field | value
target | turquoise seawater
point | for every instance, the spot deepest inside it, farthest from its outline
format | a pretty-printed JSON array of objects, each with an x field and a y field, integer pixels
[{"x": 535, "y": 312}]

——————————

Reproduce every line of the entries above, requests included, and increase each pixel coordinate in the answers by 20.

field | value
target | turquoise seawater
point | for every instance, the spot deepest inside it, farthest from its outline
format | a pretty-printed JSON array of objects, each with an x field and a y field, integer pixels
[{"x": 555, "y": 332}]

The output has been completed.